Turn every line of the items below into a JSON list of strings, with one string per line and no entries for blank lines.

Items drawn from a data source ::
◆ ◆ ◆
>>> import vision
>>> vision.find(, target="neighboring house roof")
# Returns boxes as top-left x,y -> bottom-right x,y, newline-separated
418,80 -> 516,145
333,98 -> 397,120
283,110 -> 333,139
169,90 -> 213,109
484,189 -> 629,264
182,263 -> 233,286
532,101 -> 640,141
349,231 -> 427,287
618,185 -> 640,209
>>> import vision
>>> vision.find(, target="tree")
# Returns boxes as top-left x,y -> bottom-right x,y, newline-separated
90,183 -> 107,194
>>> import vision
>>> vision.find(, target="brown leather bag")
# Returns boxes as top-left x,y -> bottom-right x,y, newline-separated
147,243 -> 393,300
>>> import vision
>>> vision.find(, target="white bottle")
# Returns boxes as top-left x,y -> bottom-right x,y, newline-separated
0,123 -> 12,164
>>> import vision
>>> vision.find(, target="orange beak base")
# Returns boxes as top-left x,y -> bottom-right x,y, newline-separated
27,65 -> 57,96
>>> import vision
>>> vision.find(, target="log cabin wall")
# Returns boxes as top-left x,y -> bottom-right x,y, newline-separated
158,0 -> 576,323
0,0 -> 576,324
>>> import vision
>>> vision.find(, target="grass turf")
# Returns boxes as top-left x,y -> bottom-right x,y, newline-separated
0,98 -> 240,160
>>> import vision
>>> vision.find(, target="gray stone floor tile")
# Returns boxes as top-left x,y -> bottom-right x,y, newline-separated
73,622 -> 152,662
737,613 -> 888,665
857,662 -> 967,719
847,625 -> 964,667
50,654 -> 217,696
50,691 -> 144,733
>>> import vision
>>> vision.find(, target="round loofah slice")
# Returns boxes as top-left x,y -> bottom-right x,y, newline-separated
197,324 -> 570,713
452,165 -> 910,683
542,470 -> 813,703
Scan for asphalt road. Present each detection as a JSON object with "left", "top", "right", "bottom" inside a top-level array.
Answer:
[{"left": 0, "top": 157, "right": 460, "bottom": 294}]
◆ ◆ ◆
WRITTEN SOLUTION ::
[
  ">>> import vision",
  ">>> vision.find(, target=\"neighboring house roof\")",
  "# Returns boxes as top-left x,y -> bottom-right x,y, newline-separated",
  "418,80 -> 516,145",
  "333,98 -> 397,120",
  "283,110 -> 333,139",
  "169,90 -> 213,109",
  "484,189 -> 629,264",
  "182,263 -> 233,286",
  "532,101 -> 640,141",
  "349,231 -> 427,287",
  "618,185 -> 640,209",
  ">>> import vision",
  ">>> vision.find(, target=\"tree\")",
  "# Returns boxes as top-left x,y -> bottom-right x,y, newline-separated",
  "90,183 -> 107,194",
  ">>> import vision",
  ">>> vision.find(, target=\"brown leather bag\")",
  "# Returns boxes as top-left x,y -> bottom-right x,y, newline-separated",
  "147,243 -> 393,300",
  ">>> import vision",
  ">>> vision.find(, target=\"white bottle\")",
  "# Returns boxes as top-left x,y -> bottom-right x,y, newline-separated",
  "0,123 -> 12,164",
  ">>> import vision",
  ">>> vision.find(, target=\"orange beak base\")",
  "# Returns boxes as top-left x,y -> bottom-right x,y, newline-separated",
  "27,65 -> 57,96",
  ">>> import vision",
  ">>> vision.find(, target=\"log cabin wall\")",
  "# Returns boxes as top-left x,y -> bottom-right x,y, newline-separated",
  "158,0 -> 576,323",
  "0,0 -> 576,324",
  ">>> import vision",
  ">>> vision.find(, target=\"grass turf\")",
  "# Returns boxes as top-left x,y -> bottom-right x,y, newline-separated",
  "0,98 -> 240,160",
  ">>> import vision",
  ">>> vision.find(, target=\"gray stone floor tile\")",
  "# Returns boxes as top-left x,y -> bottom-right x,y, newline-separated",
  "73,622 -> 152,662",
  "737,613 -> 888,665",
  "857,662 -> 967,719",
  "847,625 -> 964,667",
  "50,654 -> 217,696",
  "50,691 -> 144,733",
  ">>> import vision",
  ">>> vision.find(, target=\"round loofah slice\")",
  "# Returns boxes as top-left x,y -> bottom-right x,y, newline-separated",
  "197,324 -> 570,713",
  "452,165 -> 910,683",
  "542,470 -> 813,703",
  "Scan for asphalt road. Present each detection as a JSON object with \"left\", \"top\", \"right\", \"bottom\" inside a top-level array.",
  "Answer:",
  "[{\"left\": 0, \"top\": 157, \"right\": 460, \"bottom\": 294}]"
]